→ Task instructions:
Produce an exact copy of the lines from the line containing "Where can you see the foam" through the last line of the listing below, both ends included, and nothing else.

→ Supplied entries:

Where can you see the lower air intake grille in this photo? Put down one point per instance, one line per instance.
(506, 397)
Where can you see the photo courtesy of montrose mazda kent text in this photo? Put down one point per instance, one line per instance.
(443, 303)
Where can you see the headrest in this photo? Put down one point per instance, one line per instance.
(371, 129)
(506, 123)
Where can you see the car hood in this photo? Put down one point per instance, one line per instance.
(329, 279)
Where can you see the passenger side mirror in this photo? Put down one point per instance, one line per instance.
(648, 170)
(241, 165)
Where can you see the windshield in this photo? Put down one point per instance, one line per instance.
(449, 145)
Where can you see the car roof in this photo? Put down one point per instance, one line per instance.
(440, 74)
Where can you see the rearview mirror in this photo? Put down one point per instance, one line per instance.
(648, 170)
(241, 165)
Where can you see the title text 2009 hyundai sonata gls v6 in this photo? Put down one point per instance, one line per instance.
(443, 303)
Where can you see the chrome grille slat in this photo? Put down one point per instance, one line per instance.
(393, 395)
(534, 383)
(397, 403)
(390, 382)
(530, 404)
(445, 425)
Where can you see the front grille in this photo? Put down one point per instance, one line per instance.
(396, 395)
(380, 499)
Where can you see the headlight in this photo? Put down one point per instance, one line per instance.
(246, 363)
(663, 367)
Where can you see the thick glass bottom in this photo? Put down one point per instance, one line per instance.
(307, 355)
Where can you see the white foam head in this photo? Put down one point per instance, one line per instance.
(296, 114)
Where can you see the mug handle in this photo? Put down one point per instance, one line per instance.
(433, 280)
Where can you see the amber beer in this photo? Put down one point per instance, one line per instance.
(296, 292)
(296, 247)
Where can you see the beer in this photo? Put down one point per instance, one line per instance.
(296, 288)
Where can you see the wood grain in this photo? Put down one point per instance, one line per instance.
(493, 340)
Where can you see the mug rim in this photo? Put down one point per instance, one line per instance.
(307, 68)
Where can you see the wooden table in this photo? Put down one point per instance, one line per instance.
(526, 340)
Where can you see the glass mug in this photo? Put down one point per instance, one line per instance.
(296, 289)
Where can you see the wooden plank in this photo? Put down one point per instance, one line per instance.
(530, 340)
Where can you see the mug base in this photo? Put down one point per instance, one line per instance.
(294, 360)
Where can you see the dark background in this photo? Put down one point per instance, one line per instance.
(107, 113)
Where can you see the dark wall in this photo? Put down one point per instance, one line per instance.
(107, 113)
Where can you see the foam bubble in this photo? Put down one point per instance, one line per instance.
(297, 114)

→ Completed exercise:
Where can you see the foam bubble in this photo? Put down one point per instance, one line per instance.
(297, 114)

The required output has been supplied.